▶ [Records provided]
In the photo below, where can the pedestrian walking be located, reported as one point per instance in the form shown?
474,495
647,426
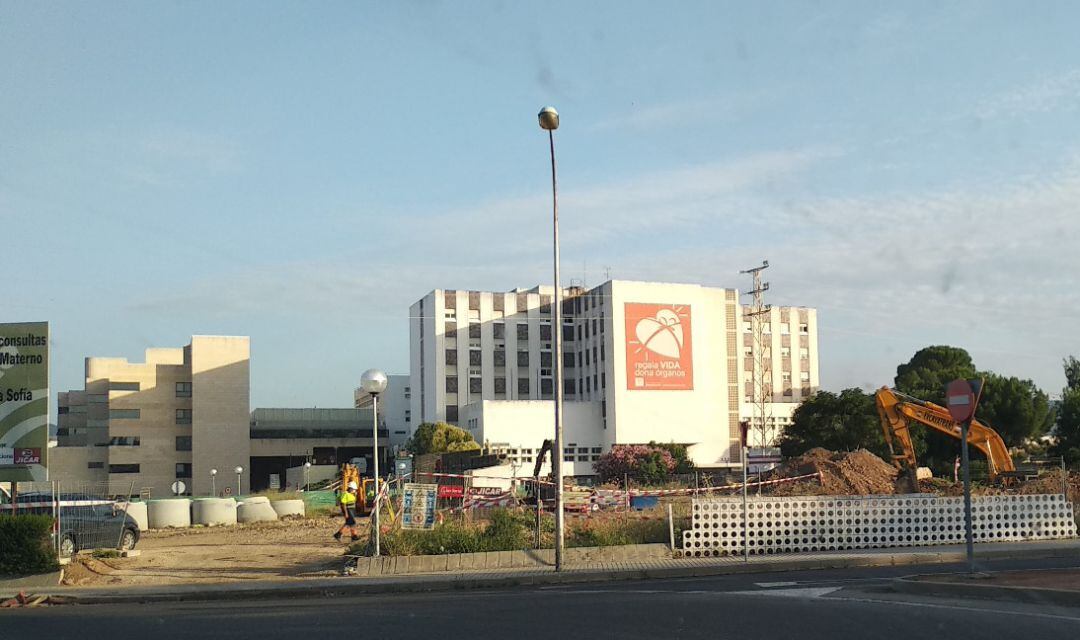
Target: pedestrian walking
348,503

▶ [Required task]
Update the lines above by replacing "pedestrian walking" with "person walking" wherever it appears, keeping everything else unchanged. Leave the picture out of your answer.

▶ [Task output]
In the photo below, where can the person walking be located, reported as one point per instance in the form shown?
474,495
647,426
Target: person walking
348,503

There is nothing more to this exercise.